_TE MAKEN OPGAVEN_
A) Werk het fragment bij door het deel dat begint met "Artikel 3:16 van" en doorloopt tot en met "afloop van de termijn is ontvangen." opnieuw te geven, waarbij "zes weken" is vervangen door "acht weken".
B) Noem alle artikelnummers van de Awb die in het fragment voorkomen, elk nummer één keer.

_GEKOZEN FRAGMENT_
+++

Artikel 3:16 van de Algemene wet bestuursrecht (Awb) bepaalt:
De termijn voor het naar voren brengen van zienswijzen en het uitbrengen van adviezen als bedoeld in afdeling 3.3 bedraagt zes weken, tenzij bij wettelijk voorschrift een langere termijn is bepaald.
De termijn vangt aan met ingang van de dag waarop het ontwerp ter inzage is gelegd.
Op schriftelijk naar voren gebrachte zienswijzen zijn de artikelen 6:9, 6:10 en 6:15 van overeenkomstige toepassing.
Artikel 6:9 van de Awb bepaalt:
Een bezwaar- of beroepschrift is tijdig ingediend indien het voor het einde van de termijn is ontvangen.
Bij verzending per post is een bezwaar- of beroepschrift tijdig ingediend indien het voor het einde van de termijn ter post is bezorgd, mits het niet later dan een week na afloop van de termijn is ontvangen.
3.2
Eisers stellen dat zij hun zienswijzen op 26 mei 2016 via Falk Courier hebben verzonden. Bij het uitblijven van een ontvangstbevestiging, hebben zij op 16 juni 2016 telefonisch contact opgenomen met het college. Toen zij begrepen dat hun zienswijzen niet door het college was ontvangen, hebben zij deze – als bijlage bij een e-mailbericht – alsnog op 16 juni 2016 aan het college toegezonden.

+++

_WEERGEGEVEN RECORDS_
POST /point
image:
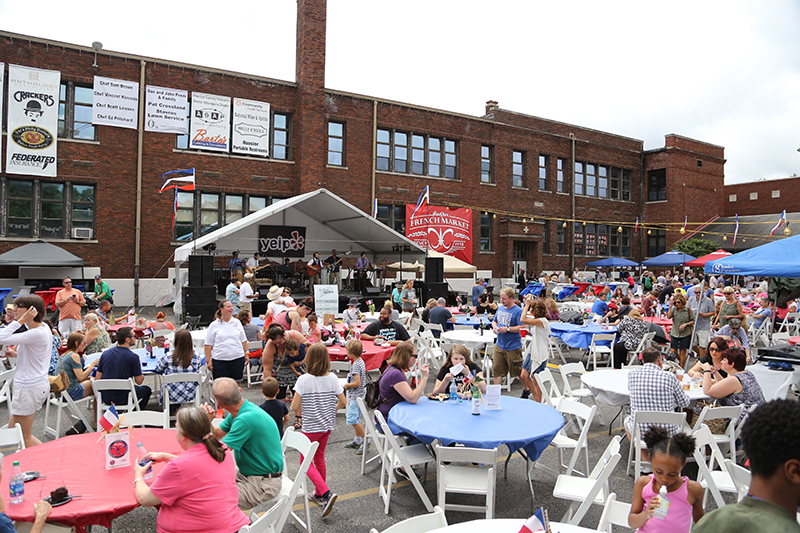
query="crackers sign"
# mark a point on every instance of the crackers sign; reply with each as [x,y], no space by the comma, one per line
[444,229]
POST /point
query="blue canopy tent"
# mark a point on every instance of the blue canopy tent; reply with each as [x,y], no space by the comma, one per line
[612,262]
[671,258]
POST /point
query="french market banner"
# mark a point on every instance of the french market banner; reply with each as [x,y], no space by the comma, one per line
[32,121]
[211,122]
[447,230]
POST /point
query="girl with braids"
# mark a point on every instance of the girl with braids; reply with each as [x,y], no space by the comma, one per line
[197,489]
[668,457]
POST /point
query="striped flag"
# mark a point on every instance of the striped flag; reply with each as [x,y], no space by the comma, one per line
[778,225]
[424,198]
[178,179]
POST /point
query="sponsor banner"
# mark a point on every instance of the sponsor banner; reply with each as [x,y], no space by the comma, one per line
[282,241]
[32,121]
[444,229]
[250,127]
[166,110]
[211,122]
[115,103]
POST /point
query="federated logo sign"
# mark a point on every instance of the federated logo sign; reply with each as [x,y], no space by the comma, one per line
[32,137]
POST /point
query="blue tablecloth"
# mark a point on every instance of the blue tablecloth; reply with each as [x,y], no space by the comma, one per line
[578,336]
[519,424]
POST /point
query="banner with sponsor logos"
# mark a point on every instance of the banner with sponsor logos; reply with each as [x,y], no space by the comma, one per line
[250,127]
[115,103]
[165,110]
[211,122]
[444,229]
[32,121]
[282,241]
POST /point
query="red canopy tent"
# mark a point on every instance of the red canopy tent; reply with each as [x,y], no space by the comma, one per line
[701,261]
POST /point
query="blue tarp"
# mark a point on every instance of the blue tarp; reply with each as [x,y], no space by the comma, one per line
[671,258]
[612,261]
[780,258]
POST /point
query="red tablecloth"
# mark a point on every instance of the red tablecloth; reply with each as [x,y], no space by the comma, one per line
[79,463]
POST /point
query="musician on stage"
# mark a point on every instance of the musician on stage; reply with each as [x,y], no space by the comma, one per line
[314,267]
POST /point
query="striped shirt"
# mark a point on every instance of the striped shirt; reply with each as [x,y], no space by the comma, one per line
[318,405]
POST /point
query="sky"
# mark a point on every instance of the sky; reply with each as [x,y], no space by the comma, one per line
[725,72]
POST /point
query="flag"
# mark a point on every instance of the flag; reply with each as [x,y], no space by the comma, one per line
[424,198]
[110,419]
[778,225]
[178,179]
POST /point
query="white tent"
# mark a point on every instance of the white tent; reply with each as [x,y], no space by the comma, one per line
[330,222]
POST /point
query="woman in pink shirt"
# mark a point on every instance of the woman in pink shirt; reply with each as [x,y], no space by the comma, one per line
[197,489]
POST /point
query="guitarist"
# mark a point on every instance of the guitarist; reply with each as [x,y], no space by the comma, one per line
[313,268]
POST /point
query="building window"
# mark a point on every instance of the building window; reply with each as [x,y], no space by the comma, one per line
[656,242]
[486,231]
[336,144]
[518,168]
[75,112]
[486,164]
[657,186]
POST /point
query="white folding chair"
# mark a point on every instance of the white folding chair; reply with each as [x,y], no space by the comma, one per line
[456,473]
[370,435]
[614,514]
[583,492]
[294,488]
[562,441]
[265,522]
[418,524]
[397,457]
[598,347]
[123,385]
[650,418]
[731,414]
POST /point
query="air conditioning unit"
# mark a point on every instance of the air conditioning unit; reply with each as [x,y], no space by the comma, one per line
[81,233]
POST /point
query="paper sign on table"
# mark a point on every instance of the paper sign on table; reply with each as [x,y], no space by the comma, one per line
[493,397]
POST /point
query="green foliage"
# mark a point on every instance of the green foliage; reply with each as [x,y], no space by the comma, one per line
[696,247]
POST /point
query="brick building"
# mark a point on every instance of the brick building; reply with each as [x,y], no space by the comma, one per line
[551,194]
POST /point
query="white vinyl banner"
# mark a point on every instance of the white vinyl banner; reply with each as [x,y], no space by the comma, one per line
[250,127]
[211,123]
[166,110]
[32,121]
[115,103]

+++

_VERWACHTE RESULTATEN_
A)
Artikel 3:16 van de Algemene wet bestuursrecht (Awb) bepaalt:
De termijn voor het naar voren brengen van zienswijzen en het uitbrengen van adviezen als bedoeld in afdeling 3.3 bedraagt acht weken, tenzij bij wettelijk voorschrift een langere termijn is bepaald.
De termijn vangt aan met ingang van de dag waarop het ontwerp ter inzage is gelegd.
Op schriftelijk naar voren gebrachte zienswijzen zijn de artikelen 6:9, 6:10 en 6:15 van overeenkomstige toepassing.
Artikel 6:9 van de Awb bepaalt:
Een bezwaar- of beroepschrift is tijdig ingediend indien het voor het einde van de termijn is ontvangen.
Bij verzending per post is een bezwaar- of beroepschrift tijdig ingediend indien het voor het einde van de termijn ter post is bezorgd, mits het niet later dan een week na afloop van de termijn is ontvangen.

B) 3:16, 6:9, 6:10, 6:15